**OBJECTIVE A**
Count the lines in the rows below that contain the string "folder". Reply with the number only.

***** PAGE EXTRACT *****

Classes were held in the morning and one-to-one sessions in the afternoon. Every evening something was planned, usually readings: our own work, an author’s work we admire, our tutors’ work etc. On the Wednesday night we had a visit from literary agent Geraldine Cooke.

My aim for the week was to dive into my manuscript and work out the new and improved structure; what needs to go where to tell the best story? I didn’t exactly achieve that but did accomplish something else. Back in March of this year I couldn’t see how to edit or what to cut but now I can. I’ve lost the fear for the mess that will ensue once I start moving bits of story around. And I got some faith back – this might sound mad – I believe that I will know in spite of the muddle what needs to be moved. I believe in my intuition again. I have it; I just need to listen.

There are so many wonderful things about Arvon courses: the dedicated time to write, to think about writing, to spend time with other writers and the experts – the tutors and the guests – who will answer all those questions that you have but haven’t known who to ask.

I’ve come away determined. I’m going to finish my novel and start subbing it to agents. I’ve got an idea for a radio play and I’m going to prepare and sub an idea for a non-fiction book I’ve been contemplating for several years.


Tuesday, August 03, 2010

‘Stick to the roads; steer clear of the moors.’

I’ve always wanted to do an Arvon writing course but every time I looked at their website, the courses were often already full. Attendees go back again and again which says it all, doesn’t it?

You can go to a taught course or a retreat – tutored or untutored - at one of four centres in the UK: Yorkshire, Shropshire, Devon and Inverness. In the interest of research I have plans to go to each one now, oh yes I do. (If you can’t afford a course you can apply for assistance. This isn’t something they say and then don’t follow through on; they absolutely do put their money where their mouths are –you can find out how at their website.)

This year I got my act together and booked a course, Writing Mainstream, at Moniack Mhor, near Inverness in Scotland. I was almost more excited by the sleeper train I’d booked than the course. In my head I appeared in a tailored, post war suit talking in the clipped English tones of the 1950s. Pigments faded into black and white… a dark handsome stranger emerged to help me with something I’d got in my eye. Ahhh, shades of Brief Encounter… but no, it wasn’t quite like that.

***** GIVEN INFORMATION *****

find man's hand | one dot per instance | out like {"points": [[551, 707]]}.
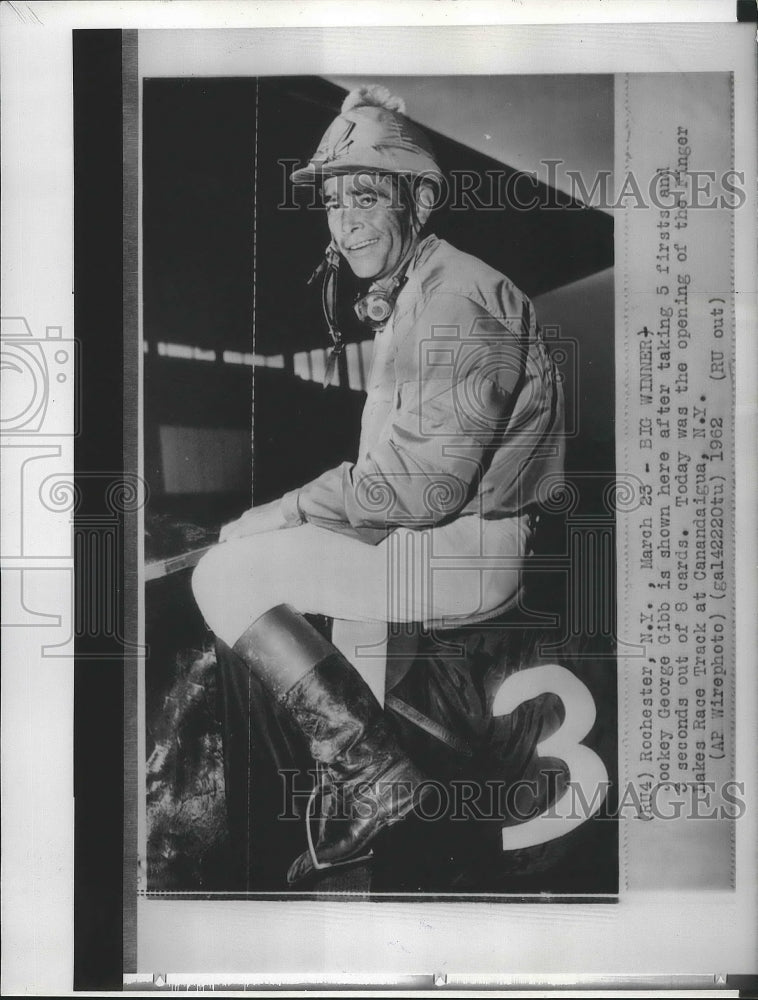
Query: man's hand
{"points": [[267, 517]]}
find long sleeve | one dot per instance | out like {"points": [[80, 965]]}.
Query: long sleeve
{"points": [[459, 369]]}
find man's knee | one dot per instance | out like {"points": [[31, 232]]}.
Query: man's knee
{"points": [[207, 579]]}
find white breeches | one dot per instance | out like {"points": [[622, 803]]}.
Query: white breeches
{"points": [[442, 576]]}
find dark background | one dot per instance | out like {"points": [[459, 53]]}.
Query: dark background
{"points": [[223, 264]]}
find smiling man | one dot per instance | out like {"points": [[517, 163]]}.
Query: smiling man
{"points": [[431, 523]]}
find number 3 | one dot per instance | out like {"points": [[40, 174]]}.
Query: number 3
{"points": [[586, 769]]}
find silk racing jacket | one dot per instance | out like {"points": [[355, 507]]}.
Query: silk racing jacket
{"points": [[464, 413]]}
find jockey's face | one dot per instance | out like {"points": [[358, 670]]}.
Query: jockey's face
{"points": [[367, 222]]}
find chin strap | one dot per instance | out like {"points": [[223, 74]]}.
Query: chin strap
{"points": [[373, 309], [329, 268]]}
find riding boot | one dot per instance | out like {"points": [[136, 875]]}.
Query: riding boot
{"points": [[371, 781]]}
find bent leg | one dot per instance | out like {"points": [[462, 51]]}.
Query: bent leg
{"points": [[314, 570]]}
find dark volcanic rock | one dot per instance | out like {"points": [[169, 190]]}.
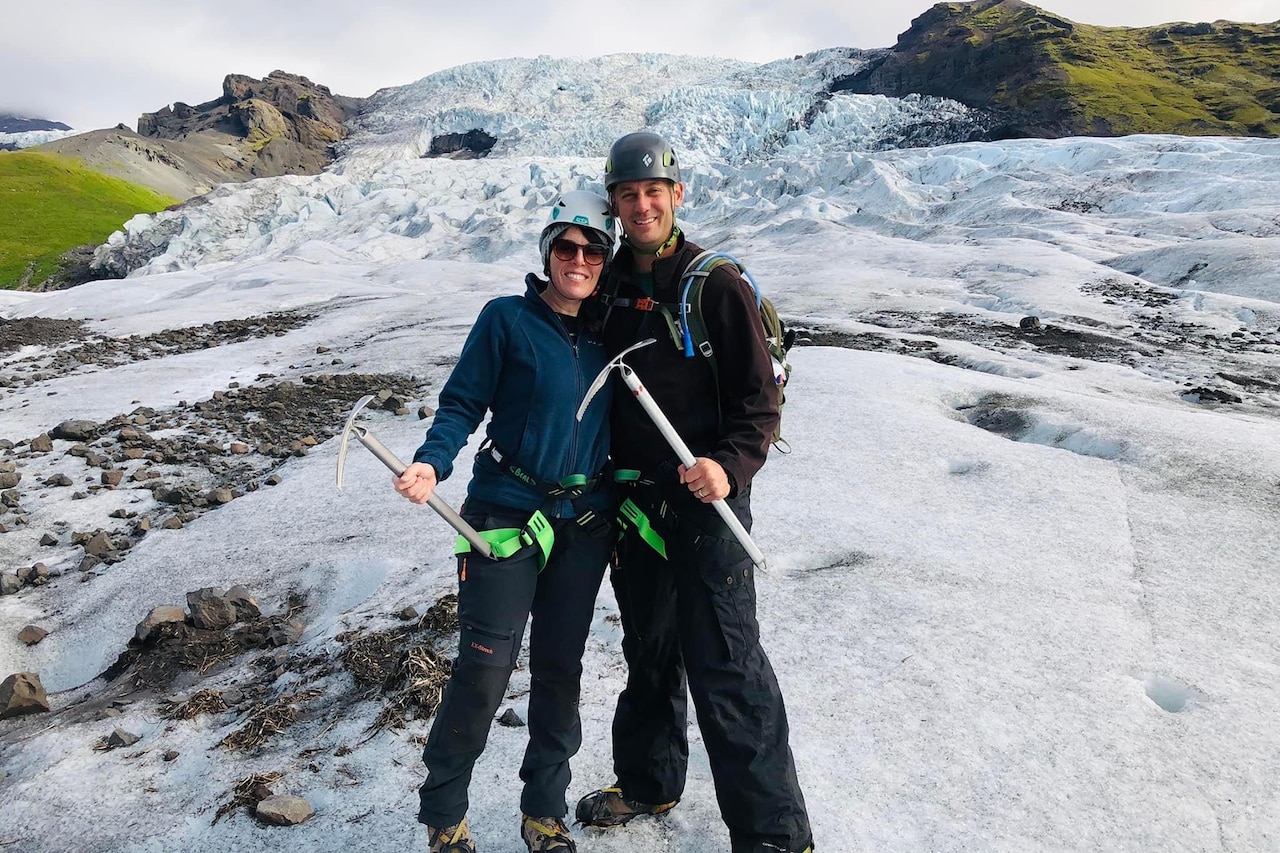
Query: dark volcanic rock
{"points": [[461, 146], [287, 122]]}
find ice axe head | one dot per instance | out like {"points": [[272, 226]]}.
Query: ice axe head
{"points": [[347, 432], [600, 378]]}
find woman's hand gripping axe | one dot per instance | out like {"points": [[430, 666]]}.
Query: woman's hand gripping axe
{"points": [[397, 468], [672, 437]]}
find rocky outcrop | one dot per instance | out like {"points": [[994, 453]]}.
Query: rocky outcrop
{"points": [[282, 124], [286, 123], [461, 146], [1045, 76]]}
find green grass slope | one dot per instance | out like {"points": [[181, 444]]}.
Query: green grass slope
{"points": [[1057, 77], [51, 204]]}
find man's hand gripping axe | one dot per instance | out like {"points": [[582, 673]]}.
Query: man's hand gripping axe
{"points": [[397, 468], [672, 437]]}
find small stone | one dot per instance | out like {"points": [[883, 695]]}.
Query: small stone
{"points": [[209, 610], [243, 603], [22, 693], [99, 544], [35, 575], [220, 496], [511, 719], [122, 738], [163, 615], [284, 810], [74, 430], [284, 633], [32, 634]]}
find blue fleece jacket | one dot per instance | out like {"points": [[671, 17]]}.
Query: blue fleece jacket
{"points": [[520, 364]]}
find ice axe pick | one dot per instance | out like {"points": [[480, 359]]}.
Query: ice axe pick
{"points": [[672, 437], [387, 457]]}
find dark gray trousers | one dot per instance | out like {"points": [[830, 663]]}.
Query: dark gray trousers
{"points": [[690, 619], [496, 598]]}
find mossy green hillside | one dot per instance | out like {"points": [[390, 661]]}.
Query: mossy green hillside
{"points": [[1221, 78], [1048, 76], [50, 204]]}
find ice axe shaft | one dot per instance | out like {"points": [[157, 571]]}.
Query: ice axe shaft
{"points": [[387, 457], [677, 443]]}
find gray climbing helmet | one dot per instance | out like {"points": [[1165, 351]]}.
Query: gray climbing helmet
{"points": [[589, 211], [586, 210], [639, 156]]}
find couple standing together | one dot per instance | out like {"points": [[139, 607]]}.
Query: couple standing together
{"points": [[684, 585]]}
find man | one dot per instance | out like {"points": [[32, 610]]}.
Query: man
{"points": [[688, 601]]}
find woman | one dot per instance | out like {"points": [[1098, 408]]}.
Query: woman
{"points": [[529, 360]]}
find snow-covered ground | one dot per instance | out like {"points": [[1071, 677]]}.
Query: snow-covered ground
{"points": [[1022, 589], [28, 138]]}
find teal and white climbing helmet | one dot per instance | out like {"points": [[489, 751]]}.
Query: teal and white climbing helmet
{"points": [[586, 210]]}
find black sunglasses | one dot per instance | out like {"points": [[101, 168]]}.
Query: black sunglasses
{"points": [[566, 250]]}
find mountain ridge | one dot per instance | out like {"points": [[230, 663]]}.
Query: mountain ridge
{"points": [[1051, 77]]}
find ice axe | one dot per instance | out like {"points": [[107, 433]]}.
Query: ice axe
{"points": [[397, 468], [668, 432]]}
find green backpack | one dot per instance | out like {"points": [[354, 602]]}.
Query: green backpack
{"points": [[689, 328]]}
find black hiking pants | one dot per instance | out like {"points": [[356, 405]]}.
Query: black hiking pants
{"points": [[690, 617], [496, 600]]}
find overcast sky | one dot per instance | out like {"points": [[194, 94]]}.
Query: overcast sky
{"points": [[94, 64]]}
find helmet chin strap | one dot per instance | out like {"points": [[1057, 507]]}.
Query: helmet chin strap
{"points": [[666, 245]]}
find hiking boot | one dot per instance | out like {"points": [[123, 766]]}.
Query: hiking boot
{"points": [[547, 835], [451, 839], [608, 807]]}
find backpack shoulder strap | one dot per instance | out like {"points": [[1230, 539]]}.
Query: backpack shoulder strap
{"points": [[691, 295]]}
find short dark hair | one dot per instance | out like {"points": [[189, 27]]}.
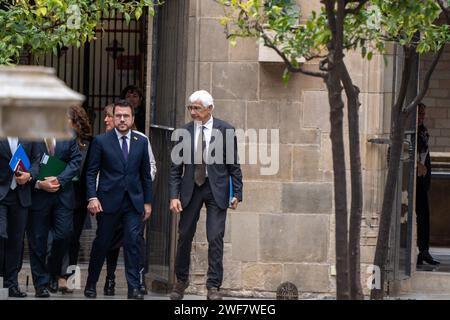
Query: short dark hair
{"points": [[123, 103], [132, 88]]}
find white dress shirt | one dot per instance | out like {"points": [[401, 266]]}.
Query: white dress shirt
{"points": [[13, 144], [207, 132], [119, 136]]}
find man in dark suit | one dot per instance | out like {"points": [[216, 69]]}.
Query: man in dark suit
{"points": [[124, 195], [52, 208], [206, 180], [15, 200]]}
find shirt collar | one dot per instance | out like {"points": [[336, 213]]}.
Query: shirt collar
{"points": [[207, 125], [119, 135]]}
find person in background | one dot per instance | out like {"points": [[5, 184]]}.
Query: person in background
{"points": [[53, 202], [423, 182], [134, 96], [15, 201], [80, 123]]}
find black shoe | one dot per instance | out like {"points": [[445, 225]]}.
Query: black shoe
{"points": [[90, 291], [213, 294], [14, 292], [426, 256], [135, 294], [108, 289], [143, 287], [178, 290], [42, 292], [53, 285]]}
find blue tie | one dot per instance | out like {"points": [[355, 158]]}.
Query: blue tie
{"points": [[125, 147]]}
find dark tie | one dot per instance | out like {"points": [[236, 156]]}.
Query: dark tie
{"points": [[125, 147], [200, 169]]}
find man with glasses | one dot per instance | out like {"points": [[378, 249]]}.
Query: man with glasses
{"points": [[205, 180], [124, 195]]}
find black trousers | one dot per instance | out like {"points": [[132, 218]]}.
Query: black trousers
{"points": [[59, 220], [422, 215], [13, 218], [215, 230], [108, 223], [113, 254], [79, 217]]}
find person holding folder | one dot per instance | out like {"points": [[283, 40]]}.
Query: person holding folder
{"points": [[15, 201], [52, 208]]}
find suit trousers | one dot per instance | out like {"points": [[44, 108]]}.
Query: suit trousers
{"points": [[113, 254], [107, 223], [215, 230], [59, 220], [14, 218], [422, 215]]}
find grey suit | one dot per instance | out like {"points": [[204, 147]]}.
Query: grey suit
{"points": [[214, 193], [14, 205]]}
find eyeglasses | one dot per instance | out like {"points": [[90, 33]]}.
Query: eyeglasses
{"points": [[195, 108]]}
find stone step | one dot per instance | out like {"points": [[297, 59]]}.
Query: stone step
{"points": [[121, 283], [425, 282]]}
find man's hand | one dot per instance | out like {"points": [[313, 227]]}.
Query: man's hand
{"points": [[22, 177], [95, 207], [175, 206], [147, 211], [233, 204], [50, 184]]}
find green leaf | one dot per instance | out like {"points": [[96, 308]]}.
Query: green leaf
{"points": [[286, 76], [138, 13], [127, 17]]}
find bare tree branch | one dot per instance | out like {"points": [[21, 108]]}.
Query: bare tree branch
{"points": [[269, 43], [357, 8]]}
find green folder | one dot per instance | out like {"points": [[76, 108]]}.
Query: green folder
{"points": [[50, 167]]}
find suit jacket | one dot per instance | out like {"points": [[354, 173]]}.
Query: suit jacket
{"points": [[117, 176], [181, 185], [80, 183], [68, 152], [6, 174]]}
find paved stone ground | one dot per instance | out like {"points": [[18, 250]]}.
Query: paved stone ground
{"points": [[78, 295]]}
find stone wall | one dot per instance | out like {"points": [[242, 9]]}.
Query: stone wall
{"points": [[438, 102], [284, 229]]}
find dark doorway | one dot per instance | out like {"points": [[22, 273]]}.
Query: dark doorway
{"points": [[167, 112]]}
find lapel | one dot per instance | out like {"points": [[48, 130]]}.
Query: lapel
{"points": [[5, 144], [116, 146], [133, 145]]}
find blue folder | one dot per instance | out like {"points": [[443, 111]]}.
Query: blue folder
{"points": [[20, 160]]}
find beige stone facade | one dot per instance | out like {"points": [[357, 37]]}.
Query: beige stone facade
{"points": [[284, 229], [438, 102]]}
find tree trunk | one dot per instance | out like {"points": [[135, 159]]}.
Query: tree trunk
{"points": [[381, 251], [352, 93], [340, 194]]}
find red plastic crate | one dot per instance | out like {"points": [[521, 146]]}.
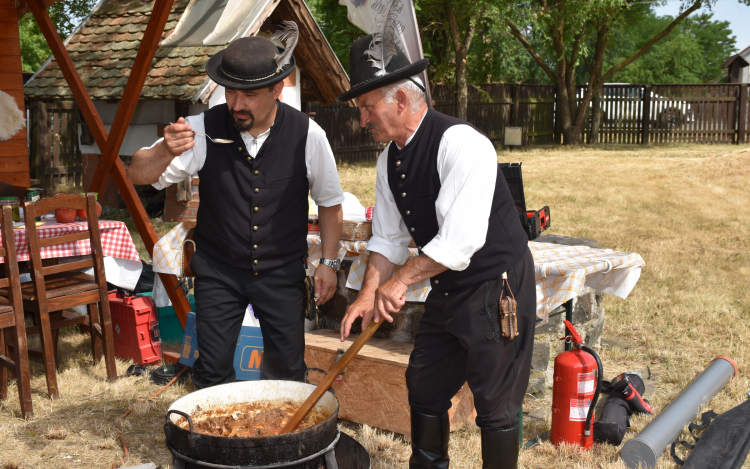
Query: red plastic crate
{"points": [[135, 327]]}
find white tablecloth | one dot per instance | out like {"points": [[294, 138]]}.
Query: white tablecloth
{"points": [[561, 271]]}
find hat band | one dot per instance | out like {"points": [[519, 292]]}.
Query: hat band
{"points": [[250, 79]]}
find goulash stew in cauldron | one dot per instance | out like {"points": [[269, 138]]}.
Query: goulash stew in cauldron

*****

**OBJECTIVE B**
Answer these questions about the Arvon course post above:
(i) Where was the Writing Mainstream course held?
(ii) Who visited on the Wednesday night?
(iii) What was usually planned for the evenings?

**WRITTEN RESPONSE A**
6

**WRITTEN RESPONSE B**
(i) At Moniack Mhor, near Inverness in Scotland.
(ii) Literary agent Geraldine Cooke.
(iii) Readings.